→ Instructions to follow: Copy the data below word for word, from the line containing "Target: small window" through the end of the data, including both the first and the last line.

→ Records for the exercise:
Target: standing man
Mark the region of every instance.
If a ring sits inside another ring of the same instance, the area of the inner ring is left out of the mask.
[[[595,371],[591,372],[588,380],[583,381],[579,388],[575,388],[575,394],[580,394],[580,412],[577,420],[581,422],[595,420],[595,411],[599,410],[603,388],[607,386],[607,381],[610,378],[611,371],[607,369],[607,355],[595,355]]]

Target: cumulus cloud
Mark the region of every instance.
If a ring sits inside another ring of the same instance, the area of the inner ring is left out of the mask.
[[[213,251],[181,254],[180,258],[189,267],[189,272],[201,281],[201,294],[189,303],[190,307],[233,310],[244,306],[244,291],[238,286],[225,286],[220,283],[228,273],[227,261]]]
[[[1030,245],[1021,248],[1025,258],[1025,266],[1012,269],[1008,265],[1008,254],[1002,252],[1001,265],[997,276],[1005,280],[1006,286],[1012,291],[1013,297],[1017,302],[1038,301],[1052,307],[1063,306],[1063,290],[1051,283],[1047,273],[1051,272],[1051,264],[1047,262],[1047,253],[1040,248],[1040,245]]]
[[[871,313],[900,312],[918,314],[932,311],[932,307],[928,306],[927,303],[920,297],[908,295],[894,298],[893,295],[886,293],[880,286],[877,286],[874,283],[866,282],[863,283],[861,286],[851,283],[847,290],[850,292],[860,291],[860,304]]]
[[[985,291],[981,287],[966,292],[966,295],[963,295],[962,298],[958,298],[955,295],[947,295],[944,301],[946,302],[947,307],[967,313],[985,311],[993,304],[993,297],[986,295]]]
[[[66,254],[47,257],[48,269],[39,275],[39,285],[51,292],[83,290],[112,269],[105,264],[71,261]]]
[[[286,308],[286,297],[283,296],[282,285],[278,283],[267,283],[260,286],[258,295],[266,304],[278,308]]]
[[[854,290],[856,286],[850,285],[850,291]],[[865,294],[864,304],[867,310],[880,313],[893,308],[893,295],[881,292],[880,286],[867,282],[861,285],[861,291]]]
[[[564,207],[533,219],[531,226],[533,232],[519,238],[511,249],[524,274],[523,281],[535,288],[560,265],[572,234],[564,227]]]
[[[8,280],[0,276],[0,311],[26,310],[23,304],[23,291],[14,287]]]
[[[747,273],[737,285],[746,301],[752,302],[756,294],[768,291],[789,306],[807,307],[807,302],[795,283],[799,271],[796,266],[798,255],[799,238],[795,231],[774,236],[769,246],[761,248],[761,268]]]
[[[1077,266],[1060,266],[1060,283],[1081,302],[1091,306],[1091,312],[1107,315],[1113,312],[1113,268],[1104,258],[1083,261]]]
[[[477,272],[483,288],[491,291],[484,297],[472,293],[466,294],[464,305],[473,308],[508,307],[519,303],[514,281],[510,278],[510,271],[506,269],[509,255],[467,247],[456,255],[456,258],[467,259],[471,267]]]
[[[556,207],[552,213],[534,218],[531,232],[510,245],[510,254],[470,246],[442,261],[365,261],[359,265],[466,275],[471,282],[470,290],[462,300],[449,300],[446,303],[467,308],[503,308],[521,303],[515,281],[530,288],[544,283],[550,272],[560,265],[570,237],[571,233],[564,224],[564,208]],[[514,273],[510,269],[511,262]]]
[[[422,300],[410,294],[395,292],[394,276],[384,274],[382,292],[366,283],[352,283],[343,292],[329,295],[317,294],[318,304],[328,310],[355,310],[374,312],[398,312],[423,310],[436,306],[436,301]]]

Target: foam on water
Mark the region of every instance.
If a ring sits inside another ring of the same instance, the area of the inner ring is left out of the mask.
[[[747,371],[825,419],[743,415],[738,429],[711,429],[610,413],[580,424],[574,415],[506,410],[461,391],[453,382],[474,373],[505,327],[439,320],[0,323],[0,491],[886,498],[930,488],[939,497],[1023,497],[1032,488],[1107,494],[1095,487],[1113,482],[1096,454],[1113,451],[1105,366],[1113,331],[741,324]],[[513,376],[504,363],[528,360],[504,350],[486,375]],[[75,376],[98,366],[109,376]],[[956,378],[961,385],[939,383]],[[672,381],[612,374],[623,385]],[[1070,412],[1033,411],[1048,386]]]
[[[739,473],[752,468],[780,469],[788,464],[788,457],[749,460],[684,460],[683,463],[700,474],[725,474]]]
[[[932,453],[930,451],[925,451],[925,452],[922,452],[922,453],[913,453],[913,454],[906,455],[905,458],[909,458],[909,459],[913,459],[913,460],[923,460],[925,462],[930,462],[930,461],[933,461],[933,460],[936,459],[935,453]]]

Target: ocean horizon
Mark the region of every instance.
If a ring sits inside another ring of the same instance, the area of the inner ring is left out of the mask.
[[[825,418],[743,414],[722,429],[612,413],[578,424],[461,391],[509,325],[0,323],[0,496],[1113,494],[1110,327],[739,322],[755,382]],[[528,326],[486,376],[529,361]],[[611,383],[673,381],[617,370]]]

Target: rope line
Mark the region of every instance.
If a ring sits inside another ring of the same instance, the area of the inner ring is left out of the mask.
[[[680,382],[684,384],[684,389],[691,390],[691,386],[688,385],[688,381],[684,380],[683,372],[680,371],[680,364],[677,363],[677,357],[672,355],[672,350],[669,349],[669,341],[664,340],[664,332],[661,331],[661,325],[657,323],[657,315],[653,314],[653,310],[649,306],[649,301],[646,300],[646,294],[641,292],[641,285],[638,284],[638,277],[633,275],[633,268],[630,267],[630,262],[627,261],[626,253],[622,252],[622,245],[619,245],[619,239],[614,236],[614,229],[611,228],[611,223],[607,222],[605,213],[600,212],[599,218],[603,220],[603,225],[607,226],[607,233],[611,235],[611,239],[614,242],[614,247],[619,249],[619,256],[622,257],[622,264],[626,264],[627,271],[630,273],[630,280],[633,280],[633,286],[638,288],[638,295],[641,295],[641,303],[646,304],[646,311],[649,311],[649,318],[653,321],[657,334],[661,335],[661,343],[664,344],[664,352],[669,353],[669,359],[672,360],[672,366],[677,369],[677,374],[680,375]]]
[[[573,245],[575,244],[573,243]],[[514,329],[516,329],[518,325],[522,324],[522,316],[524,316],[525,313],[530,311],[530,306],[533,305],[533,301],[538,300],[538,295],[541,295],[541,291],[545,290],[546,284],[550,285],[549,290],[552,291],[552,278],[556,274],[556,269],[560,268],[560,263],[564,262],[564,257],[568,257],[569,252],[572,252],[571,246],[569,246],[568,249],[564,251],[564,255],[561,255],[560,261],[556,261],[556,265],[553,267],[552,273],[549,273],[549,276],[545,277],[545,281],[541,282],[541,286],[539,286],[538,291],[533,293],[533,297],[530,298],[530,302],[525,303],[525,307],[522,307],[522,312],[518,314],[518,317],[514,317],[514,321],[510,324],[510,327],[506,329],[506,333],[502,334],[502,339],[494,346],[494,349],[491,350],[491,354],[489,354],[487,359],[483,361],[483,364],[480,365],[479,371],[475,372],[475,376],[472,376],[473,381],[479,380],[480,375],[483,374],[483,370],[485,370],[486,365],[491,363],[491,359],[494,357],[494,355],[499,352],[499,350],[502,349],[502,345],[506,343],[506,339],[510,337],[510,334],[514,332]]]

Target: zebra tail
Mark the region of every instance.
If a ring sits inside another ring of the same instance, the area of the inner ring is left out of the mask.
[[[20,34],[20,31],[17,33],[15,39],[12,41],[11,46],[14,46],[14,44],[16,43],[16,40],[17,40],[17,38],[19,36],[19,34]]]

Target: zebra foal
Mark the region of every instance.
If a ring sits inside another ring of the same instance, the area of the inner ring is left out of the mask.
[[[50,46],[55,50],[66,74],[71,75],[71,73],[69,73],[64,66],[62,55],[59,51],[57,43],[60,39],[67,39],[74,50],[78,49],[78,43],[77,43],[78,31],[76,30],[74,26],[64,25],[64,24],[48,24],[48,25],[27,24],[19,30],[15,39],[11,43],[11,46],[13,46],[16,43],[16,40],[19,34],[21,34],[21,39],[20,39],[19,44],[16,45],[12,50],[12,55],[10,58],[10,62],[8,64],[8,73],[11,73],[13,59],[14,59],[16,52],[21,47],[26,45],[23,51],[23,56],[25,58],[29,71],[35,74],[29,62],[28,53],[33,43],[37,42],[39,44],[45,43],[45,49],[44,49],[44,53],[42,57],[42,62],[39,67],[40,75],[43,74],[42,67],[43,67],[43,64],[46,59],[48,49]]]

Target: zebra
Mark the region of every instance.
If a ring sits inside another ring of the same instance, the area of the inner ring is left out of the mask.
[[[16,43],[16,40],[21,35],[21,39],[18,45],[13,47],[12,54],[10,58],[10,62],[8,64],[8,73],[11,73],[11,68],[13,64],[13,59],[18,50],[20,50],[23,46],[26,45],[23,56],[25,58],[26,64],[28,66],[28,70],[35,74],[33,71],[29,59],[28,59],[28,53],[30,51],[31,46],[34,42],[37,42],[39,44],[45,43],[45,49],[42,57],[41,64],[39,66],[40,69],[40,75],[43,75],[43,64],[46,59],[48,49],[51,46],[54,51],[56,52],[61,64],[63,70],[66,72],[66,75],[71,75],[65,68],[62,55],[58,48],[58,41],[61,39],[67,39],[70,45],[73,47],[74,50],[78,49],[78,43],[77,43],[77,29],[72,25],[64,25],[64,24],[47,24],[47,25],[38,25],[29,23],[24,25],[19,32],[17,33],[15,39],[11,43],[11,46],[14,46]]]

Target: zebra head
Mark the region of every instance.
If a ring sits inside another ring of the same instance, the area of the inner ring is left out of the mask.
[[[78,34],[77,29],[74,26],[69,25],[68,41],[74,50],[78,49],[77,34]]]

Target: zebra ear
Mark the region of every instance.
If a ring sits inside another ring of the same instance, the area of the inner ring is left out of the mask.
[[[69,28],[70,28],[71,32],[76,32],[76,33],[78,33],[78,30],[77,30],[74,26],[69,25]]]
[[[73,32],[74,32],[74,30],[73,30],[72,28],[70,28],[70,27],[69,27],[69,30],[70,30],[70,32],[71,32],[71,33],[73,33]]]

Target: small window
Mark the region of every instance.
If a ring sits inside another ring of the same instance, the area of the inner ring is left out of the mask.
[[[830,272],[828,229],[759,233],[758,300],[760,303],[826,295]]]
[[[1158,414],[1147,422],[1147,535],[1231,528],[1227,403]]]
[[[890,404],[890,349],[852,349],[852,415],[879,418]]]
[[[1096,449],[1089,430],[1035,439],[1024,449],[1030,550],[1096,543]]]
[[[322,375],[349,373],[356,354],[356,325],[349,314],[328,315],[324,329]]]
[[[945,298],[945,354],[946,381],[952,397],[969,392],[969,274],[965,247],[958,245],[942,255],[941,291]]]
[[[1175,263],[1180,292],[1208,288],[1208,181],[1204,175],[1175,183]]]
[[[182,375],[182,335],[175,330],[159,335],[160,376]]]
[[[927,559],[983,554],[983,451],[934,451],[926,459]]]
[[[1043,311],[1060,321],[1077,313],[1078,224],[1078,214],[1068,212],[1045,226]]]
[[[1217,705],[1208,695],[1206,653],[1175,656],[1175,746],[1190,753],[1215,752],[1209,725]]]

→ Correct result:
Target: small window
Mark the region of every instance.
If a ring sits inside another ring of the same instance, the area of the inner ring is left out of the mask.
[[[830,272],[828,229],[759,233],[758,300],[760,303],[826,295]]]
[[[1158,414],[1147,422],[1147,535],[1231,528],[1227,403]]]
[[[890,404],[890,349],[852,349],[852,415],[879,418]]]
[[[1096,449],[1089,430],[1035,439],[1024,449],[1030,550],[1096,543]]]
[[[322,375],[349,373],[356,354],[356,325],[349,314],[328,315],[324,329]]]
[[[945,298],[945,354],[946,381],[952,397],[969,392],[969,274],[965,247],[958,245],[942,255],[941,291]]]
[[[1175,263],[1180,292],[1208,288],[1208,181],[1204,175],[1175,183]]]
[[[182,375],[182,335],[175,330],[159,335],[160,376]]]
[[[927,559],[983,554],[983,451],[934,451],[926,459]]]
[[[1043,311],[1060,321],[1077,313],[1078,224],[1078,214],[1068,212],[1045,226]]]
[[[1217,705],[1208,695],[1206,653],[1175,656],[1175,746],[1190,753],[1215,752],[1209,725]]]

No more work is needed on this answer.